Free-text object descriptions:

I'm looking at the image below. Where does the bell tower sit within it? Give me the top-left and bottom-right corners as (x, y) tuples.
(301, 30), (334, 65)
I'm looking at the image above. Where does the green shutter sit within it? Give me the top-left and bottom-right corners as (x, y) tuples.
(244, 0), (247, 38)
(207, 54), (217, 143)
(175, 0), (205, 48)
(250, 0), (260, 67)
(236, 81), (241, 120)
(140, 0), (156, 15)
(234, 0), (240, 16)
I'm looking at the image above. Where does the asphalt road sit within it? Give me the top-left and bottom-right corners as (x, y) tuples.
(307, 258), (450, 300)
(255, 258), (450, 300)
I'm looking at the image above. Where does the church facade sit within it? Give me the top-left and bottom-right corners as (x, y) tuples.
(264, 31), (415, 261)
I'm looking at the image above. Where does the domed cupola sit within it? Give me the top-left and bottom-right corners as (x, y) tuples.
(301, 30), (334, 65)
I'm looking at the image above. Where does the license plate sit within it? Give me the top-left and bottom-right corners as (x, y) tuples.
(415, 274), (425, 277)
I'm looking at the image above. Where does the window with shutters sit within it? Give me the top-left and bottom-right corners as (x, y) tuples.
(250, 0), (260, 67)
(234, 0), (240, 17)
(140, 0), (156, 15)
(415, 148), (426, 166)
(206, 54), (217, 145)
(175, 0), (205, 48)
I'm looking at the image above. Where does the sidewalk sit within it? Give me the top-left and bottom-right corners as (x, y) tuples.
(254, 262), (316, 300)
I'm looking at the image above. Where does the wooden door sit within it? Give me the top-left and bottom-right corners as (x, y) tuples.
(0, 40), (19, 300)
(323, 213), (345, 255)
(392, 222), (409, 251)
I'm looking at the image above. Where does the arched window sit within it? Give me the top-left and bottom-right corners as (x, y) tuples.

--- About this exercise ---
Copy the entries word for word. Leave nothing out.

--- Exercise result ---
I'm looking at the image below. Where does the bell tower sit within it? Give me the top-left and bottom-right corners as (x, y) tuples.
(301, 30), (334, 65)
I'm looking at the image above. Where does the green shutter sit within it? Give me the top-left and bottom-right corners as (x, y) tuples.
(244, 0), (247, 38)
(207, 54), (217, 143)
(175, 0), (205, 48)
(250, 0), (260, 67)
(236, 81), (241, 120)
(140, 0), (156, 15)
(234, 0), (240, 16)
I'm looking at the image above. Where does the asphalt road sit within it? Give me the top-left and bottom-right corners as (x, y) tuples.
(307, 258), (450, 300)
(255, 258), (450, 300)
I'm looking at the image above. Where does the church facade sit within it? Give me the top-left and bottom-right corners as (x, y) tuples.
(264, 31), (415, 261)
I'm looking at the image above. Where does the domed cupola sit within it? Give me the top-left and bottom-right corners as (x, y) tuples.
(301, 30), (334, 65)
I'm looking at the image above. Where does the license plate sit within it? Give me the top-left and bottom-right corners as (x, y) tuples.
(415, 274), (425, 277)
I'm looking at the image above. Where does the window with shutters sit within it? Give me the top-left and bottom-right corners as (x, y) tuples.
(250, 0), (260, 67)
(234, 0), (240, 17)
(140, 0), (156, 15)
(415, 148), (426, 166)
(206, 54), (217, 145)
(175, 0), (205, 48)
I'm looking at the image above. Where does the sidewalk sit within it? Give me the top-left and bottom-right corners as (x, y) tuples.
(254, 262), (316, 300)
I'm looking at the image above. Where does the wooden door sit within it? Give me the top-left and bottom-right corners as (x, y) tuples.
(0, 40), (19, 300)
(323, 213), (345, 255)
(392, 222), (409, 251)
I'm looking at the image above. Where does the arched window sit within it? Give me the top-left and bottom-right corners as (x, y) tuples.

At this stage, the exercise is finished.